迅速なサービス提供:必要なリソースを即座で生成し、即時の構築を可能にさせる。

高い保守性:ネットワークのオーケストレーション化による保守の自動化を促進させる。

経済性の向上:柔軟で効率的なリソース配備を実現する。

大災害に強い:全国のリソースをプールとして活用し、さらなる可用性・信頼性を求める。

 担当者は「ドコモでは、NEC、Ericsson、Nokiaといった世界の主要通信機器メーカーと協力して、通信キャリアにおける次世代ネットワークの更なる発展と革新を目指している」と話す。その主要な技術は、クラウドのコンテナ技術の導入、そして仮想化技術の進化だという。

ドコモが描く次世代ネットワーク アーキテクチャのイメージ。

コンテナ技術により、呼処理の柔軟性や迅速性、耐障害性を向上

 その実現のためにどのような技術が用いられるのか。まずは、クラウド化による呼処理の分離が有る。モバイルにおける呼処理には、加入者の位置を把握して通信経路を判断する部分と、実際に経路を提供する部分が有る。前者はCPUのサーバ的な動きが求められ、後者はパケット転送のルータ的な動きが求められるので、これを完全に分離するのがクラウド化の狙いだ。
 呼処理のクラウド化では、コンテナ技術を取り入れることで、配置の柔軟性や迅速性、耐障害性の向上を図る。これにより保守が繁忙にならないよう、仮想化制御・管理の部分の自動化も進めているという。担当者は「コンテナ技術を取り入れることで、例えば、加入者の通信が急に遅くなるといった性能的な懸念が出た時に、保守者が介在しなくても必要な機能を拡張できる。ハードウェアが落ちるなどの障害発生時にも、自動的に復旧させることができる」としており、「また、コンテナ技術を使うことでハードウェアのプールを共通化することもできる。そのプールを全国の離れたロケーションに配置することで、大規模災害により設備が建物ごと崩壊してしまった場合の復旧を迅速にすることを目指している」と説明している。

※本レポート内の関連記事。3:仮想・コンテナ環境の統合オーケストレーション

サーバ仮想化の拡大と、その次のステップ

 ドコモではネットワークの仮想化を進めており、2017年時点では4%だった仮想化比率が、2019年時点では40%にまで拡大している。仮想化基盤の規模(vCPU)では2017年時点では1万であり、2019年時点では18万に拡大している。

ドコモのネットワーク仮想化基盤の構成。標準化準拠のアーキテクチャでオープンソース、汎用ハードウェアを活用したマルチベンダ対応のネットワーク仮想化基盤を構築している。

 仮想化によりソフトウェアとハードウェアが分離できることで、ドコモのネットワークでは次の4つのメリットが特に注目されている。
____________
▸ **取り組む課題**
(A) ドコモの次世代ネットワークに関する記事では、2019年時点のネットワークの仮想化比率は何%とされていますか。
(B) ドコモの次世代ネットワークに関する記事から、「高い保守性:ネットワークのオーケストレーション化による保守の自動化を促進させる。」を含む語句で始まり「するのがクラウド化の狙いだ。」で終わる部分を、一字一句変えずに抜き出してください。
(C) ドコモの次世代ネットワークに関する記事で、ドコモが協力している通信機器メーカーとして担当者が挙げた社名をすべて書き出してください。

▸ **表示情報**
____________
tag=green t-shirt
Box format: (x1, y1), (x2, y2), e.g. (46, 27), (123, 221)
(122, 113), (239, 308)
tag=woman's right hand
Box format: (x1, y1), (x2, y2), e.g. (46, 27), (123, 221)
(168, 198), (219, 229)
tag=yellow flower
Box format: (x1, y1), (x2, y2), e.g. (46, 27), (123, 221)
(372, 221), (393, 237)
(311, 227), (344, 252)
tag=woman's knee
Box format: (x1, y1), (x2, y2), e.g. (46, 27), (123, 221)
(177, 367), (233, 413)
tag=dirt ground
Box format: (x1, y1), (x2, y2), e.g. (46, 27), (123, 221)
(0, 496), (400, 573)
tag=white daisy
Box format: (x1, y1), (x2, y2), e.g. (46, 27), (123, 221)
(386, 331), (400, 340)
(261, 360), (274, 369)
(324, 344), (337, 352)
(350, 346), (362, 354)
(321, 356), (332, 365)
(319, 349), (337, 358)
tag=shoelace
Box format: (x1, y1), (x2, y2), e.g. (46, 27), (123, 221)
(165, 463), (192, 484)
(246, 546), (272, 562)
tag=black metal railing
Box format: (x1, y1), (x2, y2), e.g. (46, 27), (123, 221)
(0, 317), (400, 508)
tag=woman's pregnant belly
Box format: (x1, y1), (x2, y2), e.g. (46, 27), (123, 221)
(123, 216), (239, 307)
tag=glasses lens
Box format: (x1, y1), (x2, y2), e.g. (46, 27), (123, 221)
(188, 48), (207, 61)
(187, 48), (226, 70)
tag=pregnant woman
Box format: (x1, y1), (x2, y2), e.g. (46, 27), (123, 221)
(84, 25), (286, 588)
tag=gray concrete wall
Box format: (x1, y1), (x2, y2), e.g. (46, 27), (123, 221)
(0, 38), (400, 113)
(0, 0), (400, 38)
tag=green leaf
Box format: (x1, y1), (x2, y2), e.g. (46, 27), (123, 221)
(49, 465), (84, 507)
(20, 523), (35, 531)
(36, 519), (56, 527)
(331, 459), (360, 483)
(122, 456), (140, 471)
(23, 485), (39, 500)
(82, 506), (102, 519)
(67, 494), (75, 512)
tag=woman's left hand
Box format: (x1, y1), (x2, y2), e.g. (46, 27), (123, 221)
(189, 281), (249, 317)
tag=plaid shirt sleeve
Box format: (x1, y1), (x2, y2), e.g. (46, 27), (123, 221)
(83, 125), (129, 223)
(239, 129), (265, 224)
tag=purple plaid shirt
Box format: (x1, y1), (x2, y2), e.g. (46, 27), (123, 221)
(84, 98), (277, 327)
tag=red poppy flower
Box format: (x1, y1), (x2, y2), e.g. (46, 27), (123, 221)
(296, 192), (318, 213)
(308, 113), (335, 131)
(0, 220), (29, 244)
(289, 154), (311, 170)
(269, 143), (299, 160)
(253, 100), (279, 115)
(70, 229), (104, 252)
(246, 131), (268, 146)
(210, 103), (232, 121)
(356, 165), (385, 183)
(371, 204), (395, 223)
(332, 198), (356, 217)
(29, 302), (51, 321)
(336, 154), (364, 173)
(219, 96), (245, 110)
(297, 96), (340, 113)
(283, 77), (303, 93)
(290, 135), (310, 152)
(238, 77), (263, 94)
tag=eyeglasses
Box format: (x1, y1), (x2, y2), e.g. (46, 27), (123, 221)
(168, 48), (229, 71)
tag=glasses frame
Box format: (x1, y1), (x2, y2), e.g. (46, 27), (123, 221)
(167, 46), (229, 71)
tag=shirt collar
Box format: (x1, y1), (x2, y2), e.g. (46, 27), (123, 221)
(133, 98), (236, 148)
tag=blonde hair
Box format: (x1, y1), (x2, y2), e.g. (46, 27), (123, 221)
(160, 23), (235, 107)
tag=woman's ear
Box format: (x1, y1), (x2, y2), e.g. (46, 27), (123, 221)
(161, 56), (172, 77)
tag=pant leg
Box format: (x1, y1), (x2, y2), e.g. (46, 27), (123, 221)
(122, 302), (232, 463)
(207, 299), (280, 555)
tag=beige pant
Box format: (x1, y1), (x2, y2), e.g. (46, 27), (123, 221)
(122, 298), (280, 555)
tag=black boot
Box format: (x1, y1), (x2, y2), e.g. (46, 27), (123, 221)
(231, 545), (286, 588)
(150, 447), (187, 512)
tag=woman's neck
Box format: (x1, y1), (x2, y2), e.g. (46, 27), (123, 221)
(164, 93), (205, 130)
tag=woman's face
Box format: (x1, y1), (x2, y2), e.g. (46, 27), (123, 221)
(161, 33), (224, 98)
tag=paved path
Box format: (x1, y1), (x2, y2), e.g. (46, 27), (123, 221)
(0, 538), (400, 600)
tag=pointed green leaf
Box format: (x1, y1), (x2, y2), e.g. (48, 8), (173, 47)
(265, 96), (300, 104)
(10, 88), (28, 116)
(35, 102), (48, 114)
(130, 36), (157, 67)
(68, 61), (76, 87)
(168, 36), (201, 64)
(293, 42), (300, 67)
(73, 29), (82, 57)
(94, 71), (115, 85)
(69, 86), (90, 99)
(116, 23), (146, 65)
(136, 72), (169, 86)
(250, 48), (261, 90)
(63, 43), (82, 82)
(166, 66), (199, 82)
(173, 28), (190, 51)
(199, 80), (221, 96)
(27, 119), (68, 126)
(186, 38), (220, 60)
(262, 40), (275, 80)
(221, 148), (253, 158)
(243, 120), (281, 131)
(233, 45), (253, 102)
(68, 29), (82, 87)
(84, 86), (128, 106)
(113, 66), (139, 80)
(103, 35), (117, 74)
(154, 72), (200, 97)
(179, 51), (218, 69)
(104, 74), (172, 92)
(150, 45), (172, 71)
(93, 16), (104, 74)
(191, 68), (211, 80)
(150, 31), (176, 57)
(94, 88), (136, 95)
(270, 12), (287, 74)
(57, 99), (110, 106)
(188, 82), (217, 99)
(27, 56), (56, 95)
____________
▸ **問題の解答**
(A) 40%

(B)
高い保守性:ネットワークのオーケストレーション化による保守の自動化を促進させる。

経済性の向上:柔軟で効率的なリソース配備を実現する。

大災害に強い:全国のリソースをプールとして活用し、さらなる可用性・信頼性を求める。

 担当者は「ドコモでは、NEC、Ericsson、Nokiaといった世界の主要通信機器メーカーと協力して、通信キャリアにおける次世代ネットワークの更なる発展と革新を目指している」と話す。その主要な技術は、クラウドのコンテナ技術の導入、そして仮想化技術の進化だという。

ドコモが描く次世代ネットワーク アーキテクチャのイメージ。

コンテナ技術により、呼処理の柔軟性や迅速性、耐障害性を向上

 その実現のためにどのような技術が用いられるのか。まずは、クラウド化による呼処理の分離が有る。モバイルにおける呼処理には、加入者の位置を把握して通信経路を判断する部分と、実際に経路を提供する部分が有る。前者はCPUのサーバ的な動きが求められ、後者はパケット転送のルータ的な動きが求められるので、これを完全に分離するのがクラウド化の狙いだ。

(C) NEC、Ericsson、Nokia